Data rows:
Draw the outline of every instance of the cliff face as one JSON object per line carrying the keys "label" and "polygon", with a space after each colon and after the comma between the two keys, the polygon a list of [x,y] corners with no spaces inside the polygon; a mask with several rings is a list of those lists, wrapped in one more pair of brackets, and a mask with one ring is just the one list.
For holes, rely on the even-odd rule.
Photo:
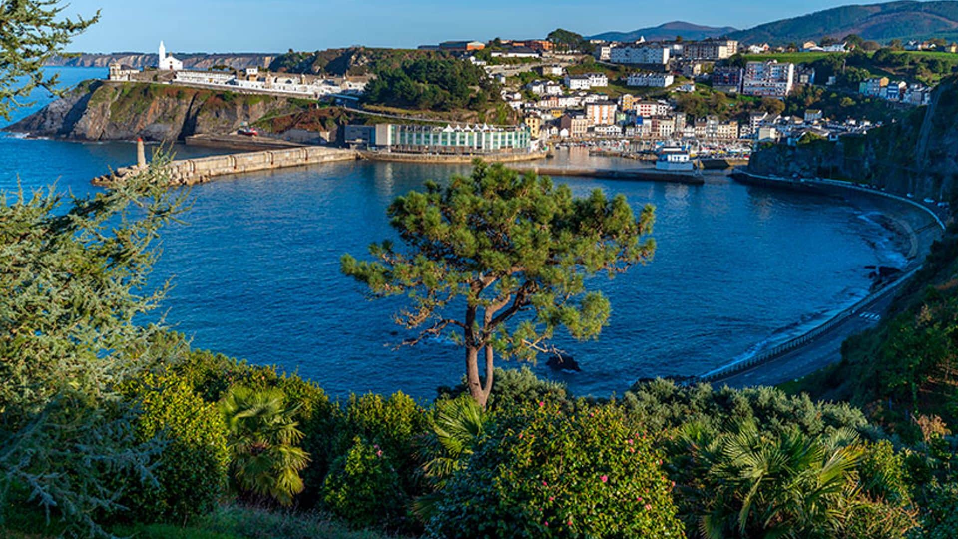
{"label": "cliff face", "polygon": [[[228,65],[234,69],[266,67],[277,57],[277,55],[259,53],[215,55],[172,53],[172,56],[182,60],[183,66],[187,69],[210,69],[215,65]],[[111,63],[119,62],[143,69],[144,67],[155,67],[158,59],[156,53],[80,54],[69,58],[55,57],[47,62],[47,65],[54,67],[109,67]]]}
{"label": "cliff face", "polygon": [[901,122],[836,143],[763,148],[752,153],[748,168],[757,174],[850,179],[949,199],[958,195],[958,77],[944,80],[930,105]]}
{"label": "cliff face", "polygon": [[288,105],[271,96],[95,81],[6,130],[76,140],[172,141],[229,132]]}

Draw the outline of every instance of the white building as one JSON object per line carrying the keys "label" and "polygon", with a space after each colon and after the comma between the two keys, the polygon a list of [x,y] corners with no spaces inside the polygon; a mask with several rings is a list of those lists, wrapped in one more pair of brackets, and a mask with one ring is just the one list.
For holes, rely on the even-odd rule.
{"label": "white building", "polygon": [[615,47],[609,54],[613,63],[666,65],[669,63],[669,48],[645,45],[641,47]]}
{"label": "white building", "polygon": [[785,97],[795,84],[795,64],[777,60],[750,61],[742,77],[741,93],[750,96]]}
{"label": "white building", "polygon": [[526,84],[526,88],[537,96],[562,95],[562,86],[552,81],[533,81]]}
{"label": "white building", "polygon": [[596,59],[600,61],[608,61],[608,59],[612,57],[613,48],[614,47],[612,47],[612,45],[609,44],[596,45],[596,50],[594,53]]}
{"label": "white building", "polygon": [[653,116],[666,116],[669,114],[669,104],[657,101],[639,101],[632,105],[632,110],[637,116],[651,118]]}
{"label": "white building", "polygon": [[129,82],[140,73],[140,70],[129,65],[122,65],[118,62],[110,64],[109,81]]}
{"label": "white building", "polygon": [[671,73],[631,73],[626,83],[629,86],[650,86],[654,88],[666,88],[675,82],[675,77]]}
{"label": "white building", "polygon": [[585,75],[566,75],[565,85],[570,90],[588,90],[608,85],[608,77],[602,73],[586,73]]}
{"label": "white building", "polygon": [[705,59],[716,61],[727,59],[739,52],[739,42],[731,39],[705,39],[685,43],[682,58],[685,59]]}
{"label": "white building", "polygon": [[590,126],[609,126],[615,123],[615,112],[619,105],[611,101],[601,101],[585,105],[585,119]]}
{"label": "white building", "polygon": [[596,136],[622,136],[622,128],[620,126],[596,126],[594,130]]}
{"label": "white building", "polygon": [[161,71],[180,71],[183,69],[183,62],[174,59],[172,56],[167,56],[167,46],[160,41],[159,50],[159,61],[156,63],[156,68]]}

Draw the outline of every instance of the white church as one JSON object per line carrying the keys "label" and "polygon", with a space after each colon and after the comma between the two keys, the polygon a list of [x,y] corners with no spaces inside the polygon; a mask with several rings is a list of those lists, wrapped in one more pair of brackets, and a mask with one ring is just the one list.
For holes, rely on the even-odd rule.
{"label": "white church", "polygon": [[171,56],[167,56],[167,47],[160,41],[160,60],[156,68],[164,71],[182,71],[183,62]]}

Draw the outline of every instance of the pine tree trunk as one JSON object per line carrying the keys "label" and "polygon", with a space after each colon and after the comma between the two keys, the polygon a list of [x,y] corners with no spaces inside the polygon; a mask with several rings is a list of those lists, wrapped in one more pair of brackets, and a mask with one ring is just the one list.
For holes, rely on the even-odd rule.
{"label": "pine tree trunk", "polygon": [[[476,404],[486,408],[489,393],[484,390],[482,380],[479,379],[479,349],[474,346],[466,347],[466,384]],[[489,386],[491,387],[490,384]]]}

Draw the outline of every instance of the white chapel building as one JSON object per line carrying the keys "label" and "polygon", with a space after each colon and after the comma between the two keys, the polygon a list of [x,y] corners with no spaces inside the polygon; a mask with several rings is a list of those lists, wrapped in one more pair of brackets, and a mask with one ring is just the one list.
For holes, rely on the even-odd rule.
{"label": "white chapel building", "polygon": [[183,62],[174,59],[171,56],[167,56],[167,47],[160,41],[160,60],[156,64],[156,68],[165,71],[182,71]]}

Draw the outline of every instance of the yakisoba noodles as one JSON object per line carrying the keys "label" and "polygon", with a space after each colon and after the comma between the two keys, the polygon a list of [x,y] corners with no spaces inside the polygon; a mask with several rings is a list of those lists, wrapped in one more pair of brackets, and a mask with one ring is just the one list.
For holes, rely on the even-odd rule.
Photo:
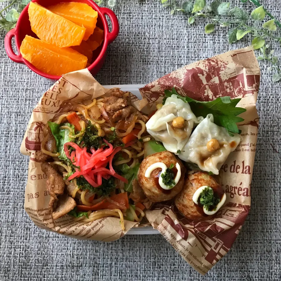
{"label": "yakisoba noodles", "polygon": [[[135,179],[144,142],[150,136],[148,118],[130,104],[129,93],[115,89],[111,93],[92,100],[63,102],[44,128],[41,143],[44,160],[54,169],[50,168],[50,173],[45,164],[42,169],[56,182],[63,177],[64,193],[73,206],[68,213],[74,220],[118,217],[124,229],[124,219],[139,222],[144,216],[142,202],[147,201],[137,198],[140,188]],[[59,200],[59,194],[54,196]],[[50,207],[53,214],[55,205]]]}
{"label": "yakisoba noodles", "polygon": [[[240,141],[238,127],[232,123],[228,131],[212,114],[196,115],[175,89],[168,92],[149,118],[130,104],[129,93],[119,89],[92,100],[63,102],[43,128],[41,144],[54,220],[68,214],[89,222],[110,216],[124,229],[124,222],[141,221],[154,202],[175,198],[178,209],[197,220],[222,206],[223,189],[202,171],[218,174]],[[193,106],[202,107],[198,103]],[[180,159],[201,171],[185,178],[190,163]],[[65,208],[59,201],[63,194]]]}

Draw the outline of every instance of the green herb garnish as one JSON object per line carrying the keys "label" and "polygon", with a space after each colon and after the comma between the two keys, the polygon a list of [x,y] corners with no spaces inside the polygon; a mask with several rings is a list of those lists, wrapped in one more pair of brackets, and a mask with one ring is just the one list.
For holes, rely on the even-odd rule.
{"label": "green herb garnish", "polygon": [[200,193],[199,202],[207,211],[212,211],[216,209],[215,206],[220,203],[220,198],[214,195],[213,189],[209,186],[205,187]]}
{"label": "green herb garnish", "polygon": [[101,196],[109,195],[116,187],[114,183],[114,178],[112,177],[111,177],[108,179],[102,179],[102,185],[98,187],[92,186],[83,176],[76,178],[76,183],[82,190],[88,189],[90,192],[96,192]]}
{"label": "green herb garnish", "polygon": [[75,139],[74,141],[81,147],[93,147],[97,149],[102,143],[102,138],[97,134],[97,130],[95,126],[92,124],[90,121],[89,121],[89,125],[86,128],[85,132],[83,136]]}
{"label": "green herb garnish", "polygon": [[83,216],[85,216],[87,219],[89,218],[88,216],[88,212],[79,212],[77,210],[77,207],[75,207],[74,208],[70,211],[68,213],[68,215],[72,216],[75,217],[81,217]]}
{"label": "green herb garnish", "polygon": [[172,188],[176,185],[174,179],[174,173],[171,169],[169,168],[167,169],[165,173],[161,174],[161,177],[163,183],[169,188]]}
{"label": "green herb garnish", "polygon": [[109,195],[116,186],[114,181],[114,179],[113,177],[111,177],[108,179],[103,178],[102,185],[96,188],[97,194],[102,196]]}
{"label": "green herb garnish", "polygon": [[105,137],[106,140],[109,143],[111,143],[113,142],[113,141],[116,138],[116,133],[115,131],[115,128],[114,127],[112,127],[110,130],[113,132],[113,134],[109,135],[107,138]]}
{"label": "green herb garnish", "polygon": [[244,119],[237,115],[246,111],[244,108],[236,107],[241,99],[231,100],[230,97],[222,97],[209,102],[200,102],[189,97],[181,96],[177,92],[174,88],[172,89],[172,91],[165,90],[165,95],[163,104],[167,97],[172,95],[175,95],[178,98],[185,102],[188,103],[191,110],[196,117],[203,116],[205,118],[210,113],[214,116],[214,123],[218,126],[224,127],[229,136],[233,136],[233,133],[239,133],[241,132],[236,123],[243,121]]}

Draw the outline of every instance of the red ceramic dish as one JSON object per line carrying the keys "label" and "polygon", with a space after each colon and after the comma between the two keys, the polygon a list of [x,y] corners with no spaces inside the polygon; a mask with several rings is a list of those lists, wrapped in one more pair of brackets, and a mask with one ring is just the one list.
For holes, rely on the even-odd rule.
{"label": "red ceramic dish", "polygon": [[[81,2],[88,4],[97,12],[97,26],[104,31],[104,38],[102,45],[94,51],[92,64],[88,68],[93,75],[96,74],[104,62],[107,46],[116,39],[119,32],[119,24],[115,14],[111,10],[107,8],[100,8],[92,0],[32,0],[32,2],[37,2],[43,7],[47,8],[48,6],[61,2]],[[25,64],[32,71],[40,75],[49,79],[58,80],[60,78],[60,76],[51,75],[40,71],[25,59],[20,52],[20,44],[26,35],[30,35],[37,38],[32,31],[30,26],[28,11],[29,5],[29,4],[20,13],[16,27],[10,30],[6,35],[4,44],[7,54],[12,60],[16,62]],[[109,30],[108,25],[105,18],[106,15],[109,17],[111,21],[112,30],[111,32]],[[18,53],[18,55],[15,53],[12,47],[12,39],[14,37]]]}

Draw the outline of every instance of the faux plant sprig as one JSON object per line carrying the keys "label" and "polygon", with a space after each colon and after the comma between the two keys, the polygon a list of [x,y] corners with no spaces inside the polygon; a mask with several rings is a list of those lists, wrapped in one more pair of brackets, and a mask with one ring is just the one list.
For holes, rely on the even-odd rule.
{"label": "faux plant sprig", "polygon": [[[241,1],[244,2],[247,0]],[[188,21],[189,25],[192,24],[199,17],[210,20],[211,22],[205,26],[205,32],[207,34],[214,31],[218,24],[222,27],[229,27],[227,34],[229,44],[240,40],[247,34],[251,34],[254,36],[252,41],[253,48],[259,49],[262,53],[258,59],[267,60],[272,64],[272,66],[268,68],[268,71],[273,72],[273,80],[276,82],[281,79],[281,69],[278,58],[273,55],[274,50],[269,49],[269,45],[266,44],[265,40],[281,42],[281,37],[274,35],[277,29],[276,25],[278,26],[281,25],[258,1],[251,1],[259,6],[250,15],[243,9],[237,7],[231,8],[230,3],[220,0],[213,1],[210,5],[206,4],[205,0],[195,0],[194,3],[188,0],[184,2],[181,7],[177,6],[175,0],[170,0],[169,2],[169,0],[161,0],[161,2],[163,6],[172,8],[171,14],[176,11],[191,13],[191,16]],[[265,21],[264,20],[267,15],[271,19]],[[250,21],[251,18],[252,20]],[[253,21],[253,24],[249,23]],[[260,27],[258,23],[262,22],[263,23]]]}
{"label": "faux plant sprig", "polygon": [[[8,31],[16,26],[18,19],[25,7],[30,2],[31,0],[13,0],[4,9],[0,11],[0,29],[4,29]],[[10,2],[8,1],[1,1],[1,2]],[[19,2],[19,3],[18,3]],[[17,10],[10,8],[14,4],[18,3]],[[6,13],[5,17],[3,13]]]}

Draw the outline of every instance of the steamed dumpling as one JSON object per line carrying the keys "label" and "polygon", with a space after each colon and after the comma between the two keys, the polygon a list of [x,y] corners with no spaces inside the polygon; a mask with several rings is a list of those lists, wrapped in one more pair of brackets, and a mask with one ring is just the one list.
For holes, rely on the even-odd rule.
{"label": "steamed dumpling", "polygon": [[[181,127],[172,125],[177,117],[181,119]],[[146,129],[156,140],[163,143],[167,150],[177,153],[186,143],[194,125],[203,120],[203,117],[194,115],[188,103],[172,95],[148,121]]]}
{"label": "steamed dumpling", "polygon": [[217,175],[241,138],[238,134],[230,136],[225,128],[213,122],[213,114],[208,114],[194,129],[178,156],[186,162],[197,164],[203,171]]}

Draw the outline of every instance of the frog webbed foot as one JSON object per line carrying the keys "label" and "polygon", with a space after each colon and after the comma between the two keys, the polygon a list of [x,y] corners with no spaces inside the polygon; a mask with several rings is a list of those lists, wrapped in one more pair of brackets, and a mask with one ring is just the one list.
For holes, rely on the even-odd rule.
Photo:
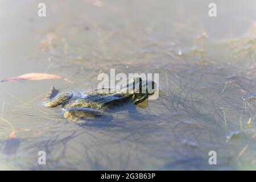
{"label": "frog webbed foot", "polygon": [[72,92],[63,92],[59,94],[59,90],[52,86],[43,100],[43,105],[47,107],[57,106],[68,101],[73,97]]}
{"label": "frog webbed foot", "polygon": [[108,122],[113,119],[113,117],[110,114],[97,109],[85,107],[68,109],[64,111],[64,117],[79,125],[91,122]]}

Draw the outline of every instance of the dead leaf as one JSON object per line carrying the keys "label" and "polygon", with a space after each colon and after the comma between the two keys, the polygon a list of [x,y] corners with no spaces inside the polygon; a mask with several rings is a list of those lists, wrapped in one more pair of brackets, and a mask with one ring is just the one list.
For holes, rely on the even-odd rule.
{"label": "dead leaf", "polygon": [[42,73],[31,73],[24,74],[17,77],[3,80],[1,82],[13,82],[22,80],[42,80],[47,79],[60,79],[72,82],[69,80],[61,76]]}

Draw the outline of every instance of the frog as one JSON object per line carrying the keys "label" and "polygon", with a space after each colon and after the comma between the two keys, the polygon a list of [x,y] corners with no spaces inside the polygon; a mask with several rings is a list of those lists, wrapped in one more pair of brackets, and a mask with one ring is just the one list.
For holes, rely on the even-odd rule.
{"label": "frog", "polygon": [[127,103],[147,107],[148,97],[154,93],[155,88],[154,81],[143,80],[139,77],[133,77],[119,88],[102,88],[84,93],[72,91],[59,94],[52,86],[43,100],[43,105],[47,107],[61,106],[64,117],[79,125],[101,119],[110,121],[113,116],[106,110]]}

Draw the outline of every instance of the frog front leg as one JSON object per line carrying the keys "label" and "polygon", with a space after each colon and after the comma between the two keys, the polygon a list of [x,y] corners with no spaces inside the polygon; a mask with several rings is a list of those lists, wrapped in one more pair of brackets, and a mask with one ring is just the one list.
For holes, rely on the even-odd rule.
{"label": "frog front leg", "polygon": [[43,105],[47,107],[57,106],[69,100],[73,97],[73,92],[63,92],[58,94],[59,90],[52,87],[43,100]]}
{"label": "frog front leg", "polygon": [[66,110],[64,117],[76,123],[82,125],[88,122],[106,122],[112,120],[112,115],[101,110],[88,107],[72,107]]}

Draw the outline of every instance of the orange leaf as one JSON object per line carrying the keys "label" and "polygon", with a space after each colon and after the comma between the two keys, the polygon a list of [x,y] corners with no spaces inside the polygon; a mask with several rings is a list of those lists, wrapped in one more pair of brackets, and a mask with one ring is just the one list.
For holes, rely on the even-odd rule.
{"label": "orange leaf", "polygon": [[42,80],[47,79],[62,79],[70,82],[68,79],[64,78],[61,76],[41,73],[24,74],[17,77],[3,80],[1,82],[12,82],[22,80]]}
{"label": "orange leaf", "polygon": [[15,135],[15,132],[14,131],[10,134],[9,138],[10,139],[14,139],[16,138]]}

Brief:
Extract every line from the one with "Draw the outline of every instance of the frog front" down to the final line above, both included, exactly as written.

Solution below:
Draw the outline of every instance of the frog front leg as one JSON object per line carrying the keys "label" and "polygon", with a space after each colon and after the comma between the two keys, the polygon a list of [x,y] corners with no spaces inside the polygon; a mask with several rings is a list of those lists, wrapped in one more pair of brackets, and a mask with one ring is just the one list.
For holes, rely on the even-odd rule.
{"label": "frog front leg", "polygon": [[43,105],[47,107],[57,106],[69,100],[73,97],[73,92],[63,92],[58,94],[59,90],[52,87],[43,100]]}
{"label": "frog front leg", "polygon": [[66,110],[64,117],[76,123],[82,125],[88,122],[106,122],[112,120],[112,115],[101,110],[88,107],[72,107]]}

Draw the outline of every instance of the orange leaf as one JSON object per line carrying the keys "label" and "polygon", with a space after each colon and after the comma between the two keys, the polygon a list of [x,y] corners with no spaces inside the polygon; a mask with several rings is a list of those lists, wrapped in one more pair of brackets, and a mask with one ring is just the one list.
For holes, rely on the even-odd rule.
{"label": "orange leaf", "polygon": [[42,80],[47,79],[62,79],[70,82],[68,79],[64,78],[61,76],[41,73],[24,74],[17,77],[3,80],[1,82],[12,82],[22,80]]}
{"label": "orange leaf", "polygon": [[15,135],[15,132],[14,131],[10,134],[9,138],[10,139],[14,139],[16,138]]}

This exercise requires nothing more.